- [Fragmento seleccionado]
Gonzalo Russo (@GonzaloRusso)
En mi país, Uruguay, con
nuestro primer llanto de bienvenida a este mundo nos regalan una pelota de
fútbol. Nos dan un nombre, un apellido, una cédula que identifica legalmente quiénes
somos y por supuesto, una camiseta de fútbol. Digamos que es casi
obligatoriamente hereditario.
Hasta no hace mucho
tiempo, en algunos hogares, no seguir ese legado (el de ser hincha del mismo
equipo que el padre), era tomado casi como una traición, provocando decepciones
y frustraciones. Los niños, empapados de ingenuidad, y con una esponja de
aprendizaje en sus cabezas, aprenden rápidamente dentro de sus primeras
palabras, entre papá y mamá, el nombre de “su equipo”. Hay quienes además lo
visten de pies a cabeza con los colores favoritos, del padre por supuesto.
Comenzamos entonces, a
usar un spray contagioso desde niños. En el baby fútbol (ahora llamado fútbol
infantil), sembramos la semilla de la competencia, del enfrentamiento, y de la
bipolaridad, que va desde la victoria como símbolo de alegría y superioridad
sobre el otro, a la derrota como la nada, como símbolo de la frustración, del
fracaso, del llanto y como consecuencia, del desprecio por el contrario de
turno.

- [Líneas de datos]

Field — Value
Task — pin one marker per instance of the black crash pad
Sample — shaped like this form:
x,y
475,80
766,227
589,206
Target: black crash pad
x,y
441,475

- [Objetivos]
**A)** Según el texto sobre el fútbol en Uruguay, ¿cómo se llama ahora el baby fútbol?
**B)** Sigue escribiendo el texto sobre el fútbol en Uruguay a partir de su última oración.
Los registros no hacen falta para resolver nada de esto.

- [Respuestas]
**A)** Fútbol infantil.

**B)**
Hoy es “normal” hablar de la
presión que sufren esos niños para que salven a sus familias. Todos hablan de
ello. Pero desde el Palco Vip de la indiferencia porque “no es nuestro
problema”. Pero no sólo es eso, luego vienen los castigos o los premios al niño
por su desempeño en el campo de juego (“hoy si hacés un gol te llevo a Mc
Donalds”, ”pero, ¿Cómo pudiste errar ese gol?... Hoy te quedas en el cuarto sin
premio”).
Si Pierre de Coubartin,
pedagogo, historiador y fundador de los Juegos Olímpicos, (“lo importante es
competir”) resucitara, y viera en que se ha transformado el deporte, volvería
espantado a su tumba.
Ahora bien. Los niños,
devenidos a pequeños adultos en el baby fútbol, con el tiempo crecen y con ello
crecen sus frustraciones, bajo esa bipolaridad que los hace tomar decisiones
basadas en sus experiencias, muchas veces frustrantes del mundo del deporte.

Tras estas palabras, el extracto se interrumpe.